::: SOURCE INFORMATION :::

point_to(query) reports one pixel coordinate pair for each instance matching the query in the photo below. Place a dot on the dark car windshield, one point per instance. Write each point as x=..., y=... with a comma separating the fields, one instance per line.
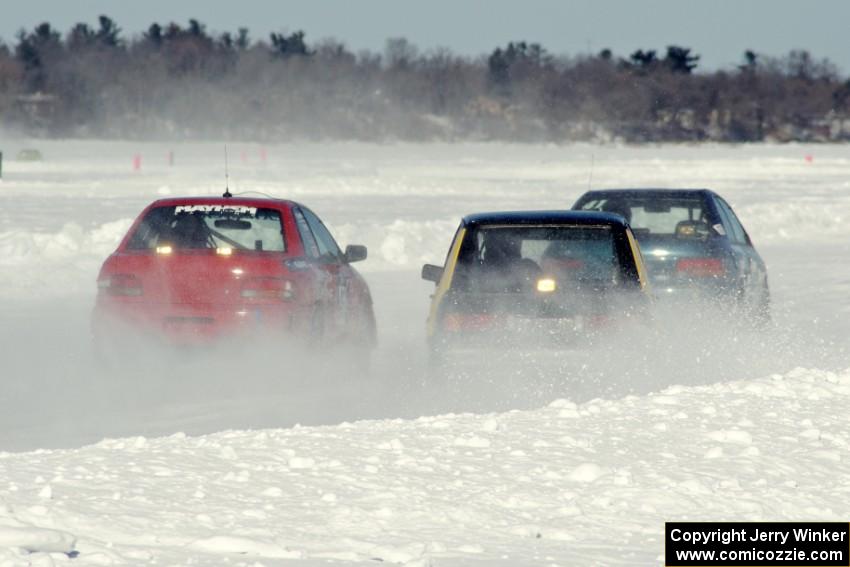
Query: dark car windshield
x=656, y=215
x=508, y=258
x=210, y=226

:::

WHAT THE TASK REQUIRES: Exact copy, no pictures: please print the data above once more.

EXPECTED OUTPUT:
point_to(query) reports one pixel coordinate pair for each instance matching the query in the photo below. Place a dot on the dark car windshield, one point per instance. Write each point as x=..., y=... with a comma separating the fields, one instance per line.
Query: dark car windshield
x=656, y=215
x=508, y=258
x=210, y=226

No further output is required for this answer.